■ Direction ■
How many lines in the material below contain the string "leafless"? Reply with the number alone.

■ Named object pointing entries ■
====
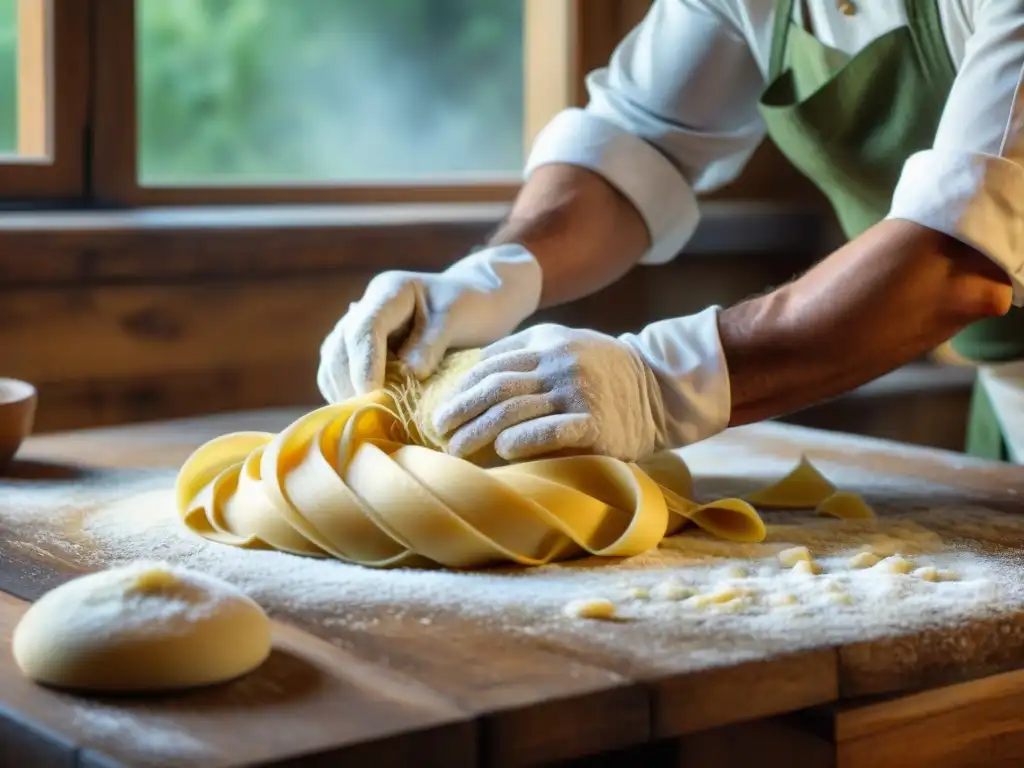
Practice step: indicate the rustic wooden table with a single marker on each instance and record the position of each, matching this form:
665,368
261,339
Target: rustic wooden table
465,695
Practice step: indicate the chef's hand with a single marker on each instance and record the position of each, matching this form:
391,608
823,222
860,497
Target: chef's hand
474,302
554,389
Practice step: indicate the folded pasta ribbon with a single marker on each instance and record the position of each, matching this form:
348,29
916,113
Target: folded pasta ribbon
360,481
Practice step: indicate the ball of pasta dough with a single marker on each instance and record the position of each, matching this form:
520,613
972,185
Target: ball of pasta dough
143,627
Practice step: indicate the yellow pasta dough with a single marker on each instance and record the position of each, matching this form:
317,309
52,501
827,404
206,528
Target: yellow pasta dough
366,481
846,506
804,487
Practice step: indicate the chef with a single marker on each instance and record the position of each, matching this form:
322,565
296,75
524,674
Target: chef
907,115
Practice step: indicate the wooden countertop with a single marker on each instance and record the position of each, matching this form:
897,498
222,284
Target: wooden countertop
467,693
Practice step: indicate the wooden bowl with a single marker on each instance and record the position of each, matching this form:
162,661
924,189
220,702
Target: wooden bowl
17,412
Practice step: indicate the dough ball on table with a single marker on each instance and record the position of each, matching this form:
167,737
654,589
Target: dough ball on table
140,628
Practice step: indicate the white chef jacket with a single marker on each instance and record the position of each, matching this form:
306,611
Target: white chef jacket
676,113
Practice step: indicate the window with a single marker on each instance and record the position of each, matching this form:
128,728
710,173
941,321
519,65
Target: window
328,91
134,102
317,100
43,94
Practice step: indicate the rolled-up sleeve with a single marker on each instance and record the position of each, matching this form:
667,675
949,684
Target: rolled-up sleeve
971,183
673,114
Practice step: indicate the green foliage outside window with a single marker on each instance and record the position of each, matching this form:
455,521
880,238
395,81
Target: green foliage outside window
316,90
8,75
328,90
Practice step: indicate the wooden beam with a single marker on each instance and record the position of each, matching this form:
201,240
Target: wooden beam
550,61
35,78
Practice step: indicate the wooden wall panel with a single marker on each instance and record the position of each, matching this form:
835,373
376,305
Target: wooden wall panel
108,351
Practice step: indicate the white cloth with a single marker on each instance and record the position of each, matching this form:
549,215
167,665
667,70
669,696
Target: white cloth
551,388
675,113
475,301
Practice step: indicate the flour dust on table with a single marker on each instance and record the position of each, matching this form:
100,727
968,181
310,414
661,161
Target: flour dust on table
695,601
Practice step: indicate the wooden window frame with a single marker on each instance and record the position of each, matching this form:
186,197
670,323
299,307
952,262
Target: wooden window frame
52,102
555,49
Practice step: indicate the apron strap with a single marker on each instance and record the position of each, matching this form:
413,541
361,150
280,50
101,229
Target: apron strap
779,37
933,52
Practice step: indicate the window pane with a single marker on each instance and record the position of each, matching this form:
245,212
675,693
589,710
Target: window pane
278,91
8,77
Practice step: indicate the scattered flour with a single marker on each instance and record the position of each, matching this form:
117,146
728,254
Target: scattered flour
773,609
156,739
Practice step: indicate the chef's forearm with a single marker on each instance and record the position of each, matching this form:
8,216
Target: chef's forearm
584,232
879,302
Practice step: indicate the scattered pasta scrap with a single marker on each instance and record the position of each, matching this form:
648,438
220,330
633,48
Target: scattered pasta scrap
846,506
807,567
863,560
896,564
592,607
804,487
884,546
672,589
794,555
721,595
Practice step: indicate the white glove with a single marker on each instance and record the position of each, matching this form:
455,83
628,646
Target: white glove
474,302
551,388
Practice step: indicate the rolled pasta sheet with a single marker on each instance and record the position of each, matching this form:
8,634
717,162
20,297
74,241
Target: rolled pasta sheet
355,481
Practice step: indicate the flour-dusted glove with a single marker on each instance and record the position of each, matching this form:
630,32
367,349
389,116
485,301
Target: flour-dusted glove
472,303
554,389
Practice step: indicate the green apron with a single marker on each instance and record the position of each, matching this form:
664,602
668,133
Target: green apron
====
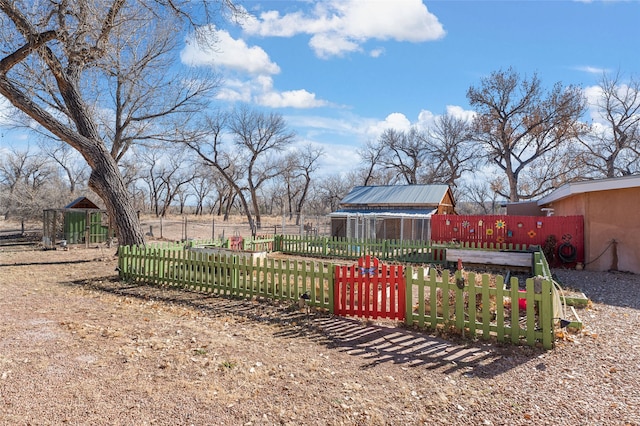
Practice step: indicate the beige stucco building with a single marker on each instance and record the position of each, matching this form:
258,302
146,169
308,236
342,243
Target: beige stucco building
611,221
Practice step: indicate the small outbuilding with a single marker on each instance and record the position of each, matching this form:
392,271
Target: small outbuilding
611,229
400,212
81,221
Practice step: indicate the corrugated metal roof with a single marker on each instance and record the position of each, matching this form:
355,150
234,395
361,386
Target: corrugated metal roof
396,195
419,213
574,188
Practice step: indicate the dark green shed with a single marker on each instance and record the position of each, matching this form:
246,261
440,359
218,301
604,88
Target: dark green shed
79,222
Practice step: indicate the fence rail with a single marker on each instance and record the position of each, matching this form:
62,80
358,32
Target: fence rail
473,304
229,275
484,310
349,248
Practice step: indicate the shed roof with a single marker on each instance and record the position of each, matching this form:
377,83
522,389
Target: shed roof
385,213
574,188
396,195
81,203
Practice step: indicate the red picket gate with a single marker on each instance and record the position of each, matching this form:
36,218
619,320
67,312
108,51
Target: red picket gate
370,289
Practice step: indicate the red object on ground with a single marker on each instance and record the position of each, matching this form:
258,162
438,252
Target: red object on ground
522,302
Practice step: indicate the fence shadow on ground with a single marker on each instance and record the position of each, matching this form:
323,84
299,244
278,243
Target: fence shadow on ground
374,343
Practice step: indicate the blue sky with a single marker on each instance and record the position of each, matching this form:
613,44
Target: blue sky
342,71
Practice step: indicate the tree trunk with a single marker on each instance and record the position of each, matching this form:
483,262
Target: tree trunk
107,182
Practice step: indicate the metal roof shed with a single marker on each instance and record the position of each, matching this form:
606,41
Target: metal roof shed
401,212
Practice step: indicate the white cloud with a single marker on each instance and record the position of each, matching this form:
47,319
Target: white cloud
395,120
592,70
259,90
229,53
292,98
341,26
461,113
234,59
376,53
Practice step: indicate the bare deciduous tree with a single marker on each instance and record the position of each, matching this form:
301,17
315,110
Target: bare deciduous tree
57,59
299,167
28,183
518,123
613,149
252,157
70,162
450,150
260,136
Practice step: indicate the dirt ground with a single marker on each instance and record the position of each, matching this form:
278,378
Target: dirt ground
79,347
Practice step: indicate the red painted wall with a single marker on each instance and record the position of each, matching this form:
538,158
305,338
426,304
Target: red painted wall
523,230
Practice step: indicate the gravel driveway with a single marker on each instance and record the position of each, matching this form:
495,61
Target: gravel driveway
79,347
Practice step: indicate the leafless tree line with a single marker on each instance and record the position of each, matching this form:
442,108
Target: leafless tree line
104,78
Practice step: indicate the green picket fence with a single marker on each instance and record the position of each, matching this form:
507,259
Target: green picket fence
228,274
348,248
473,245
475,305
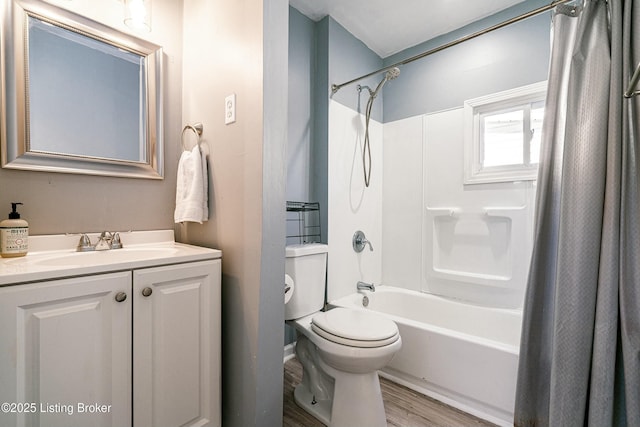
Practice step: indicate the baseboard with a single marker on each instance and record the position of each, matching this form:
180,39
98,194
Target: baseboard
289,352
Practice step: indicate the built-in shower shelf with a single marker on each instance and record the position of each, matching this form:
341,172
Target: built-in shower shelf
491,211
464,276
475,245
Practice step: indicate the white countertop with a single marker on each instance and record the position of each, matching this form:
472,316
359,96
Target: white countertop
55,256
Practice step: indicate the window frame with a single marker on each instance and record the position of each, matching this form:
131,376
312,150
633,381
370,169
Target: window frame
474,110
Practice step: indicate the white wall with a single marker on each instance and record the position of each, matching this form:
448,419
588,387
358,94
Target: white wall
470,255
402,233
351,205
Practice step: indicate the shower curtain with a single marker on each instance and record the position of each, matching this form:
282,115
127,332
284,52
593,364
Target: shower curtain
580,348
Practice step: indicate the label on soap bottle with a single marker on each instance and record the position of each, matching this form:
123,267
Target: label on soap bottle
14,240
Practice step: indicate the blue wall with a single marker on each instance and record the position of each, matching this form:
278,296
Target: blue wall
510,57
====
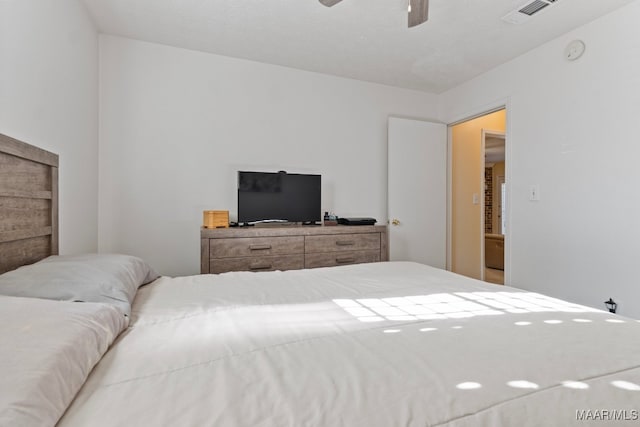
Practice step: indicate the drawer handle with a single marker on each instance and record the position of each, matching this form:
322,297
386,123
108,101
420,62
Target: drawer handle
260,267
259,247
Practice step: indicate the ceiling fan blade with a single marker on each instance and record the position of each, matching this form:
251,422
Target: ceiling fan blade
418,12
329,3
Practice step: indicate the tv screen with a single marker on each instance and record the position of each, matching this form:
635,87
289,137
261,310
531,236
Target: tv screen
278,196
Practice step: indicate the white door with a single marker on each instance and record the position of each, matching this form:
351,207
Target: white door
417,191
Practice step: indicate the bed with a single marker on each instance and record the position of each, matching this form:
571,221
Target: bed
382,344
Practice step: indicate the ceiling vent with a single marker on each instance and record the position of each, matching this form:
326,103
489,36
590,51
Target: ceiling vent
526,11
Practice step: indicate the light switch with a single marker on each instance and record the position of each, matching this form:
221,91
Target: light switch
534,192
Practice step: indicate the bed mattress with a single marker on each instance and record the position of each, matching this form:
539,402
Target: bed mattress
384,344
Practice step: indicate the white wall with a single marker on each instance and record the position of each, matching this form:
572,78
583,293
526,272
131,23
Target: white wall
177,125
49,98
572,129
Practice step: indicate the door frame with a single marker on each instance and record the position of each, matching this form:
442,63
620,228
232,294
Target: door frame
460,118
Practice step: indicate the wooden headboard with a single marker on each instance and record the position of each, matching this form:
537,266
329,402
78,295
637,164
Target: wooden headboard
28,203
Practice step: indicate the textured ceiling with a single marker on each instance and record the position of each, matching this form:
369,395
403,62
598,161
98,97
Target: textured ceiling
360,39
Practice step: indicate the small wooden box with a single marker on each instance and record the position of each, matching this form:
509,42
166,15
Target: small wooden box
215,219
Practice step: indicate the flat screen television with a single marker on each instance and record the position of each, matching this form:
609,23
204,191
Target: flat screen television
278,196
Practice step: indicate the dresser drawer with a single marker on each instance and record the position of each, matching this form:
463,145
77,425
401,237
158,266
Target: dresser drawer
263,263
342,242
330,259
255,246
====
■ Response ■
2